▶ [Directions]:
Needed from the data below: every line from the one with "Each instance of the dark" up to and including the one with "Each instance of the snow-dusted", repeated exactly and with nothing else.

▶ [Dataset records]:
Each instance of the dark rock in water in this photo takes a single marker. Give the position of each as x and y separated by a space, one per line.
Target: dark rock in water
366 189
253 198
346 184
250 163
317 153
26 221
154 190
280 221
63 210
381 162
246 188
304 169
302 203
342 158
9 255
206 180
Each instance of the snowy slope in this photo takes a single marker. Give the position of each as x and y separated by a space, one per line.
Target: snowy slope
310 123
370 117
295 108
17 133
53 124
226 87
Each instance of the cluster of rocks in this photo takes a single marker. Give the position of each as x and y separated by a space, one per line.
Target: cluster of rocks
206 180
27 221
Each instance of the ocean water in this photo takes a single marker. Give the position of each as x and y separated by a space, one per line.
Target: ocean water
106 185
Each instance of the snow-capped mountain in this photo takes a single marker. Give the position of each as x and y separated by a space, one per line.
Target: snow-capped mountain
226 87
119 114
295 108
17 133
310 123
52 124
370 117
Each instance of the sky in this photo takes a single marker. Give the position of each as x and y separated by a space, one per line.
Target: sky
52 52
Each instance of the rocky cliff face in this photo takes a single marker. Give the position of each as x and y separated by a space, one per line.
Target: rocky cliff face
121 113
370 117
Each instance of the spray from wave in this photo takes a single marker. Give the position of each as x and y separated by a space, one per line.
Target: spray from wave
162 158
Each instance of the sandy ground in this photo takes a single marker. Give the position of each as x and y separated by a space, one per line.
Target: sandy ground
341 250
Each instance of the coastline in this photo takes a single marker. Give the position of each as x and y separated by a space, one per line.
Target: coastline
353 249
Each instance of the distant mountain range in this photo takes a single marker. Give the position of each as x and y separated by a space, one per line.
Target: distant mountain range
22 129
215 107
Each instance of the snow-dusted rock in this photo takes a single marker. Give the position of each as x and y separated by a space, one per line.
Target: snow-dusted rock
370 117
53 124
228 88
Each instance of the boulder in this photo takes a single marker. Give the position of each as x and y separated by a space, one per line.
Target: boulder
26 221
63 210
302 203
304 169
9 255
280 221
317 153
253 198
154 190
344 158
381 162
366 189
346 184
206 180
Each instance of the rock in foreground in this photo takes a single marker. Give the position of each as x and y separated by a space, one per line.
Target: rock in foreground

* * *

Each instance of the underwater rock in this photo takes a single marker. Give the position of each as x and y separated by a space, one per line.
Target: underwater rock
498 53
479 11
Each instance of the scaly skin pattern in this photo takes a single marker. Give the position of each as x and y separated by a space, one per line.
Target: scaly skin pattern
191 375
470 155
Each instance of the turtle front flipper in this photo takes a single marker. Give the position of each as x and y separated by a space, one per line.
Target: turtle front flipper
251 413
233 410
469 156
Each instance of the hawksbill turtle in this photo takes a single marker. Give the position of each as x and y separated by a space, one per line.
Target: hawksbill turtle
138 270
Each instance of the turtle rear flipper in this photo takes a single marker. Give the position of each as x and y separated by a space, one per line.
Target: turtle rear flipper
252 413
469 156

▶ [Reply]:
Each instance of the dark rock in water in this photo takes a single marker. Give the position of each as x and y separated by a space, one per line.
Target: dark rock in water
366 189
253 198
346 184
250 163
317 153
26 221
154 190
280 221
63 210
381 162
246 188
304 169
302 203
342 158
9 255
206 180
Each instance of the snowy slope in this photo takes a single marker. Give the position of each as x and y separated by a space, one per line.
Target: snowy slope
310 123
370 117
295 108
17 133
53 124
226 87
Each instance of the cluster of rocks in this photo takes a single marker. Give the position of each as x and y separated by a space, one per line.
Target: cluster of rocks
206 180
27 221
Each instance of the ocean water in this photo takes a single marker. Give the position of each as x and y separated by a space, one per line.
Target: ocean water
106 185
Each instance of the snow-capped mountain in this photo takes a single marker. Give the position of each as x and y separated by a space, one per line.
Target: snow-capped mountain
226 87
119 114
295 108
17 133
310 123
52 124
370 117
Each instance of the sky in this photo takes a single marker. Give the position of each as x and y separated by a space, one per line.
Target: sky
52 52
Each instance of the rocky cliff face in this photo takes a single marker. Give the position of each as x and y separated by a space, one per line.
Target: rocky cliff face
121 113
370 117
Each instance of the spray from wave in this photo takes a single marker. Give the position of each as x and y separated by a space, one per line.
Target: spray from wave
162 158
Each instance of the sandy ground in this photo takes a single marker. Give the position of each as x and y separated by a space, one per line.
Target: sandy ground
341 250
Each instance of the coastline in this photo takes a single marker. Give the position of each as x and y separated by a space, one per line.
Target: coastline
353 249
Each instance of the distant mountain range in this photo takes a single marker. Give the position of each as x and y separated by a space, one per line.
Target: distant mountain range
22 129
215 107
Each instance of the snow-dusted rock in this photo takes a single marker. Give the position of each as x and y separated by a space, one per line.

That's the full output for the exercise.